### The data
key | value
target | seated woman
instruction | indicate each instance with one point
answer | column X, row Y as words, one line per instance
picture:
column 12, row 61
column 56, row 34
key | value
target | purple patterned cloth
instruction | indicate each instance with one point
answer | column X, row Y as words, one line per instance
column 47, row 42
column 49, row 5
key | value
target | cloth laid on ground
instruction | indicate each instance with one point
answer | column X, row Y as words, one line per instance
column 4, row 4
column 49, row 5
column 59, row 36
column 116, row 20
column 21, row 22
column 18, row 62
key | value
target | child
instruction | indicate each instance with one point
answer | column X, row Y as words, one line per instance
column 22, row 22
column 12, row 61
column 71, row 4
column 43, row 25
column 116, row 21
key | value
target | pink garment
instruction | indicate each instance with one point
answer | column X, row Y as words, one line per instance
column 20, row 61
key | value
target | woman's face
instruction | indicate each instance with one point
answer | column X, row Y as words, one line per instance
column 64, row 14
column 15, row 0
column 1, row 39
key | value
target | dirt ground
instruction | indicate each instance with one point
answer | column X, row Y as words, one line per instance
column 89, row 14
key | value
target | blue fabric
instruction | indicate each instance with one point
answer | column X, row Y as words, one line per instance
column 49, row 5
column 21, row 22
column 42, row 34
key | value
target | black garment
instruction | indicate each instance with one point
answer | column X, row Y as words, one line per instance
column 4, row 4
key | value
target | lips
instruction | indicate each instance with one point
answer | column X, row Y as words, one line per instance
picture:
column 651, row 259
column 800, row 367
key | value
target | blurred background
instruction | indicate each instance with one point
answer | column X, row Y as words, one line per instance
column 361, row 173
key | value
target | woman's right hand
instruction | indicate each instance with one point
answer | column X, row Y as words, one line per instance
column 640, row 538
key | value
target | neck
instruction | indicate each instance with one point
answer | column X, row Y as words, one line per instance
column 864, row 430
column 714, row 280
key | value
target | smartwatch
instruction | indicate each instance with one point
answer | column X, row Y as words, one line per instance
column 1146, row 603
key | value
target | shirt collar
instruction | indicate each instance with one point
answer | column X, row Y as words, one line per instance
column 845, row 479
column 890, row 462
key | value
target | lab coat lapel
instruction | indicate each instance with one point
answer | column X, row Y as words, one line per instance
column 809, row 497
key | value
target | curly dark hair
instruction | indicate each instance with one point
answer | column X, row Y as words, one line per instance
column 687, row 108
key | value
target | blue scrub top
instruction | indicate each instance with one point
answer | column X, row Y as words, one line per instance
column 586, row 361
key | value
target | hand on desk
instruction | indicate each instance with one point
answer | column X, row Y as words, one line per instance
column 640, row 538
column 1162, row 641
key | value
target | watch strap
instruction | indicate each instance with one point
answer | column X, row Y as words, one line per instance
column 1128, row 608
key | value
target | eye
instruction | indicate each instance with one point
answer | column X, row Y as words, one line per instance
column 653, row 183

### Your task
Retype the listing above word for word, from its first line through the line holding "column 18, row 62", inclusive.

### Correct output
key | value
target | seated woman
instruction | indicate each instance with one point
answer | column X, row Y as words, one line per instance
picture:
column 12, row 61
column 56, row 34
key | value
target | purple patterned cloth
instruction | indicate each instance with one point
answer | column X, row Y as words, one line per instance
column 47, row 42
column 49, row 5
key | value
target | cloth laid on ground
instruction | indicate each instance with one point
answer | column X, row Y as words, one line per instance
column 4, row 4
column 49, row 5
column 59, row 36
column 116, row 20
column 21, row 22
column 18, row 62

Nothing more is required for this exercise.